* **Required tasks**:
A. According to the book reviews, which river does the Sunshine Queen sail down?
B. Rewrite the part of the book reviews that begins at the words "I listened to" and stops after "drama thrown in.", swapping "cover" for "jacket".

* **Excerpted text**:

________________

But when the river rises and the Queen begins to move, all aboard are in for a trip!
The read was light, fun, engaging and full of interesting characters and situations. It reads as part of a larger whole, but that is life as we know it and I actually don't know if there is either a book before or after.
Four stars for light read, 3 against books in general (nothing wrong with it, fun, but light and without anything major to recommend it).
A little slow getting started, but a heap of fun once it got going. A rollicking adventure in 19th century Missouri aboard steamboats and steam trains, with a colorful and spunky traveling theater troupe. McCaughrean's whimsical descriptions routinely make you smile...some of my favorites: "a great tidal wave of Boredom rolled in from the eastern horizon, then broke over the school roofs"; "his only luggage was a sackload of dread"; "a flock of fluffy white clouds were lining up to jump the sun." Good fun.
Absolutely hilarious. This one was even better than its predecessor, Stop the Train! I was laughing all over the place. I have no idea how Ms. McCaughrean comes up with such a cast of unique and quirky characters, but they were all fabulous. And the situations these characters find themselves in were suitably over the top and always funny. I would certainly enjoy reading more about these characters.
Diptheria hits town and that means the kids need to leave. So Kookie, Cissy and Tibbie leave with their teacher Ms. May and head to meet up with the Bright Lights Theater Company and their previous teacher. They join the company on the Sunshine Queen and set sail down the Missouri River. There is a whole cast of unique characters who round out the group aboard the Sunshine Queen on their adventures on the river. The book does start out a little slow, but it is a gentler read.
I listened to about half of this, not going to finish it. It's ok, especially if listened on audio or if a parent or teacher read it aloud and could stop and explain confusing parts. i think the vocabulary and sentence structure would be extremely difficult for many grade schoolers. Also, the plot moved along so quickly it would be hard for many kids to keep up. I'll only recommend it to the more advanced readers.
What a delightful surprise this book was! It confirms the adage "don't judge a book by its cover" as the cover did not really inspire me.
The story positively romps along in a Huck Finn style adventure. The characters are larger than life and the plot ducks and dives to the ultimate climax.
Quite an easy read - fun for any junior lover of adventure with a pinch of romance and lots of drama thrown in.

________________

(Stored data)
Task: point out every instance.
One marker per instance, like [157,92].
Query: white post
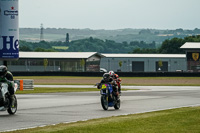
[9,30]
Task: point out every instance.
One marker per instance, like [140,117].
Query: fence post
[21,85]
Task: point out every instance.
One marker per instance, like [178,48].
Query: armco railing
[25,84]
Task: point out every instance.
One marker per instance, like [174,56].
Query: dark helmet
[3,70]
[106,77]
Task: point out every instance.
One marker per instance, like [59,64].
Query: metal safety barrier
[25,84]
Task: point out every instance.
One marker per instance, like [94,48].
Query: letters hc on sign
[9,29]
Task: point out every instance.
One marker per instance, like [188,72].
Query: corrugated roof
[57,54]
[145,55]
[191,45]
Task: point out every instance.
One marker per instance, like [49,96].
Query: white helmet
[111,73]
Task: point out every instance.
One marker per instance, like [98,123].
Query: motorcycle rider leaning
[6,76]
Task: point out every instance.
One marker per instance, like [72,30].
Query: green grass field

________________

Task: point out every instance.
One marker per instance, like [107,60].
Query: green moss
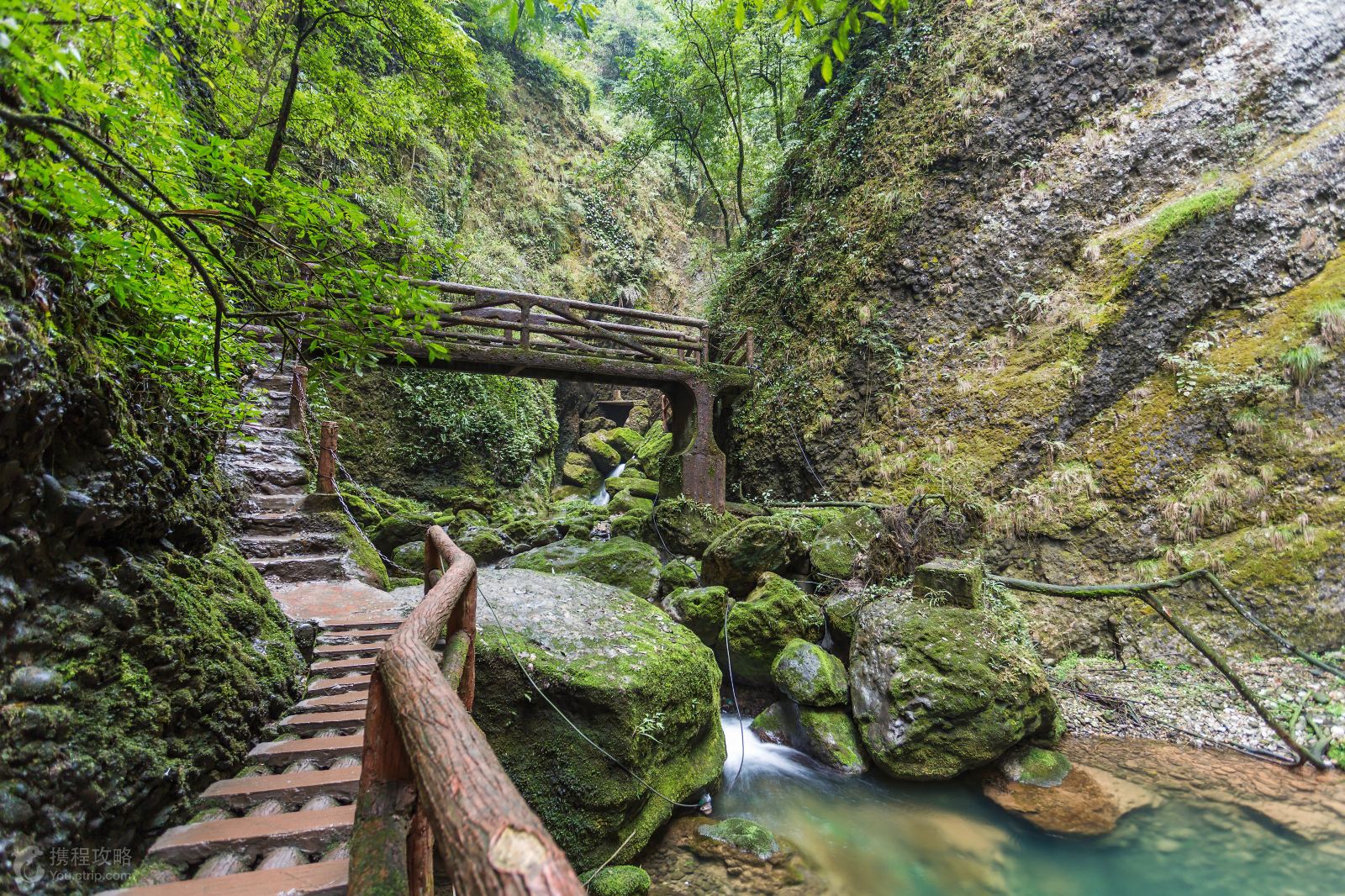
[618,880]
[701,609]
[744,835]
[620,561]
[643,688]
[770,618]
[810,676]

________________

* **Answers below**:
A. The Missouri River.

B.
I listened to about half of this, not going to finish it. It's ok, especially if listened on audio or if a parent or teacher read it aloud and could stop and explain confusing parts. i think the vocabulary and sentence structure would be extremely difficult for many grade schoolers. Also, the plot moved along so quickly it would be hard for many kids to keep up. I'll only recommend it to the more advanced readers.
What a delightful surprise this book was! It confirms the adage "don't judge a book by its jacket" as the jacket did not really inspire me.
The story positively romps along in a Huck Finn style adventure. The characters are larger than life and the plot ducks and dives to the ultimate climax.
Quite an easy read - fun for any junior lover of adventure with a pinch of romance and lots of drama thrown in.